---- Given data

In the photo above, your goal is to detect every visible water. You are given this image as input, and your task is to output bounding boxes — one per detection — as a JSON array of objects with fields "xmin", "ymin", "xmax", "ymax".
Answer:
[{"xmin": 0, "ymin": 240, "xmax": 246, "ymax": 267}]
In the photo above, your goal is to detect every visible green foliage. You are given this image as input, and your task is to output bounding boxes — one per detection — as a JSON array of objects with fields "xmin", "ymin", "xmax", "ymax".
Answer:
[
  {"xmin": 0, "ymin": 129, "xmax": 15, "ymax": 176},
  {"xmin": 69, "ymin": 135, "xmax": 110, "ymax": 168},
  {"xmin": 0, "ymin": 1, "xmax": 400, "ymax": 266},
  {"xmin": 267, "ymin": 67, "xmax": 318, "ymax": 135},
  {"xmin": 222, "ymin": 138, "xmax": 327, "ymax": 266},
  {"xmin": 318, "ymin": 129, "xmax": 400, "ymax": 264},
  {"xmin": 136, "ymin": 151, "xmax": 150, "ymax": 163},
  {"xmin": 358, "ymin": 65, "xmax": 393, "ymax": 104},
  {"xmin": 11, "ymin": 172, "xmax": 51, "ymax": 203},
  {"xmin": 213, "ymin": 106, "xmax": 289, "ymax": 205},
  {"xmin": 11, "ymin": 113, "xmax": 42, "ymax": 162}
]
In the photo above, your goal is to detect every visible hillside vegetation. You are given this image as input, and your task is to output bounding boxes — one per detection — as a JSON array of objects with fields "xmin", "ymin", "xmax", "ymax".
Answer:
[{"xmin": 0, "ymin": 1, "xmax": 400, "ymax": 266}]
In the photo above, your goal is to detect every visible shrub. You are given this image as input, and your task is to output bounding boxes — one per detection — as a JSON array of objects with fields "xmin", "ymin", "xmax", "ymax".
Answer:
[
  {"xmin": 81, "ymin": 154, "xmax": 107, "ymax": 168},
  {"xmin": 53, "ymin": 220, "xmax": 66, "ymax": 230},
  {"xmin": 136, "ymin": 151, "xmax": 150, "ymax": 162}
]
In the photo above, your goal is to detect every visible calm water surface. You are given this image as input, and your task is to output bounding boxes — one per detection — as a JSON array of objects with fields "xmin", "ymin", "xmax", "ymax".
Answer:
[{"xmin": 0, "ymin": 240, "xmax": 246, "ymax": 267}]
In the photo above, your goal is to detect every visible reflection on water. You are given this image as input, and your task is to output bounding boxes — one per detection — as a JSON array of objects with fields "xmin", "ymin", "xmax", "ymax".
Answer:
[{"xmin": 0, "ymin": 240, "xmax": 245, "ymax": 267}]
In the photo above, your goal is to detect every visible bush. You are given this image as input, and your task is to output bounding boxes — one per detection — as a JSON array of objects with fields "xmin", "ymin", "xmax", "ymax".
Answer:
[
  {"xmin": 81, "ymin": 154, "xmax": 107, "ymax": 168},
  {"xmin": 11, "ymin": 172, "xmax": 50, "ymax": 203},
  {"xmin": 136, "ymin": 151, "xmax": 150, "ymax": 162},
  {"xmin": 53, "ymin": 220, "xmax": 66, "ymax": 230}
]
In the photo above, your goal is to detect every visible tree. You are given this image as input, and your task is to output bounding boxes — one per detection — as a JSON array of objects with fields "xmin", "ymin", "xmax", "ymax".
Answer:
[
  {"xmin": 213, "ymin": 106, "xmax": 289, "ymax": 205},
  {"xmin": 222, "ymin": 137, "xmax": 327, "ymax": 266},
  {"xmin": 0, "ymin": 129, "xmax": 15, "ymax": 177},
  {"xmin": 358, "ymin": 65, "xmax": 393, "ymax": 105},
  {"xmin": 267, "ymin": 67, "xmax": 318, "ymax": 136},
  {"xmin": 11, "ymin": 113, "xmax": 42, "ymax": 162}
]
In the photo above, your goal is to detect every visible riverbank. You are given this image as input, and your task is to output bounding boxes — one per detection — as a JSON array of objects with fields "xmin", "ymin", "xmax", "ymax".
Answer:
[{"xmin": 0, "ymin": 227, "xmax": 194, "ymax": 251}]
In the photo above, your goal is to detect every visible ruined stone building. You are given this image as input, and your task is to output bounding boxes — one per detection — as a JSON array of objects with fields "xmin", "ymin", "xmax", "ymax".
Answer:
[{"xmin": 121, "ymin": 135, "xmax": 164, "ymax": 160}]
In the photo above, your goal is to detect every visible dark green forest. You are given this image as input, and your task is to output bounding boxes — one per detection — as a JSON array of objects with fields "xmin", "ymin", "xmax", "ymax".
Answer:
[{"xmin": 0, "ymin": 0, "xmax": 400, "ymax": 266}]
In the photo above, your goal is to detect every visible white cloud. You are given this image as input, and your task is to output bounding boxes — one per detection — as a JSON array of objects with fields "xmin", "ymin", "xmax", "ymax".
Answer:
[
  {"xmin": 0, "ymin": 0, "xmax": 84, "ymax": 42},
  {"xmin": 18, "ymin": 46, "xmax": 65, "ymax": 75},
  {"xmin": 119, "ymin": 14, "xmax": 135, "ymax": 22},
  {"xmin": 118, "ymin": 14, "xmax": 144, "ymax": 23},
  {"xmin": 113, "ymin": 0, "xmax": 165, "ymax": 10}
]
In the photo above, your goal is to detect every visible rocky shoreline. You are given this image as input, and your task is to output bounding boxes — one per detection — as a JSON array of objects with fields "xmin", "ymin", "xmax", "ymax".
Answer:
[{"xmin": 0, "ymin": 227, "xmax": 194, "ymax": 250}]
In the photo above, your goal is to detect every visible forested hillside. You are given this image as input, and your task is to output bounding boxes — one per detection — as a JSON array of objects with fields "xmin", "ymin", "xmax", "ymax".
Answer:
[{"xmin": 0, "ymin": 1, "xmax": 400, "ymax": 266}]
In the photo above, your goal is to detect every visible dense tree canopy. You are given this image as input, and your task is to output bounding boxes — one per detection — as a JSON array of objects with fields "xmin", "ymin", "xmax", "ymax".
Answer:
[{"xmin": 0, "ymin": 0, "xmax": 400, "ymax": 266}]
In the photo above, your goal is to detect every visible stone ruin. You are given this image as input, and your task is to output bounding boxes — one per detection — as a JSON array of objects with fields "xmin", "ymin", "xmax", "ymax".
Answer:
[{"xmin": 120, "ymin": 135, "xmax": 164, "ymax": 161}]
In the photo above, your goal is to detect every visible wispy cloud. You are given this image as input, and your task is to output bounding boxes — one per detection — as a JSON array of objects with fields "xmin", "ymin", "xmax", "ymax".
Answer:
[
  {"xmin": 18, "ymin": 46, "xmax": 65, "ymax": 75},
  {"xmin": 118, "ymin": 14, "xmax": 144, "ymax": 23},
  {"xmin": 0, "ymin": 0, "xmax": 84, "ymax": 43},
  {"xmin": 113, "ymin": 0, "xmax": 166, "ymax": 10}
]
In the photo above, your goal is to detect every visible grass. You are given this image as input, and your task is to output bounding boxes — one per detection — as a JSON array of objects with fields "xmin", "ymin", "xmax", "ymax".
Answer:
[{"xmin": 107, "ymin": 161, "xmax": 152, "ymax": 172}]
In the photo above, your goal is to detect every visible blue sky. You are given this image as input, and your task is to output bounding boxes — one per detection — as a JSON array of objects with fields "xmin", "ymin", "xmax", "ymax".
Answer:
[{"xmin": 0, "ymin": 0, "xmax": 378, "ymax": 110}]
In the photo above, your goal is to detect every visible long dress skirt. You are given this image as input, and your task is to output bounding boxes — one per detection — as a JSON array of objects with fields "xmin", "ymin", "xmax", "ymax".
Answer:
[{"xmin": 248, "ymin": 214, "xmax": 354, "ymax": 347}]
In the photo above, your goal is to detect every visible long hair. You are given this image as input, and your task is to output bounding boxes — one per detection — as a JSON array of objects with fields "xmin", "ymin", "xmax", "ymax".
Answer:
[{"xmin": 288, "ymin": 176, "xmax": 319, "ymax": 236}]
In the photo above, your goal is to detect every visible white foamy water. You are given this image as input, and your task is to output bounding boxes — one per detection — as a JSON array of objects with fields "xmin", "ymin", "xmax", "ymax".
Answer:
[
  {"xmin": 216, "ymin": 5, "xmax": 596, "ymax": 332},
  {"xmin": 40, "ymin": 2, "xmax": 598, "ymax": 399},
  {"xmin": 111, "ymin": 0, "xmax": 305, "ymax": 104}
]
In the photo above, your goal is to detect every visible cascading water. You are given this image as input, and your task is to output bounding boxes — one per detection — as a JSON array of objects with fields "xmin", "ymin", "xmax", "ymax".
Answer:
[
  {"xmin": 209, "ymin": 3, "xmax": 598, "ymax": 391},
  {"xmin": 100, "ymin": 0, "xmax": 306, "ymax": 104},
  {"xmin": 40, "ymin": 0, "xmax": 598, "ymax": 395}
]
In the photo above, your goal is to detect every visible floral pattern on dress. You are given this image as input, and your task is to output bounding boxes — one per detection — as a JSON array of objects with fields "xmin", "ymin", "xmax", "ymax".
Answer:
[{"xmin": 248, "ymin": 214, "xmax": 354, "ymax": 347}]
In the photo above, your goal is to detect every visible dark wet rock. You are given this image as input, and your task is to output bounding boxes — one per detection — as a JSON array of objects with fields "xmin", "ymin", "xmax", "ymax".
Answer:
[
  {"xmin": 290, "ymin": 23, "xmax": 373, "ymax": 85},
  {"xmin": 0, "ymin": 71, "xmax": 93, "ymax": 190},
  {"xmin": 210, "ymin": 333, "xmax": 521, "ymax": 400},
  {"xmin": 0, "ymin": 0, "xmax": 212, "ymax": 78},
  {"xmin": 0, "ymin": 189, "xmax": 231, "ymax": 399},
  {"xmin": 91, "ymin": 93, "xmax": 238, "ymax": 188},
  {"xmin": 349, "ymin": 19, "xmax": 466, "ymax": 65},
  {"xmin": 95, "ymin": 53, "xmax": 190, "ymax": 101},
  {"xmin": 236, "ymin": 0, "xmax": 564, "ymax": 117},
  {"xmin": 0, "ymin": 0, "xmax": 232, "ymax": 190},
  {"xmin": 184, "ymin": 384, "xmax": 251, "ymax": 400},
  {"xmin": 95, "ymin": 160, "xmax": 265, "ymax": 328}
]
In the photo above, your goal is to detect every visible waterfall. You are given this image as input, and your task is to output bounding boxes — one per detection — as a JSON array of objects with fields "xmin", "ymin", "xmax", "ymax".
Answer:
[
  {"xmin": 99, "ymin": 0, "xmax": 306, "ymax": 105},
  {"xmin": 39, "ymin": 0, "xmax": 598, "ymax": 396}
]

--------

**Problem to solve**:
Extract, unchanged, the closing run of lines that opens with the line containing "every visible waterfall." and ends with the last line.

**Output of the task**:
In the photo above, your goal is to detect every visible waterfall. You are given this image as input, and your task is to output bounding boxes — one per detection — as a JSON array of objects with fields "xmin", "ymin", "xmax", "ymax".
Answer:
[
  {"xmin": 99, "ymin": 0, "xmax": 306, "ymax": 105},
  {"xmin": 39, "ymin": 0, "xmax": 598, "ymax": 396}
]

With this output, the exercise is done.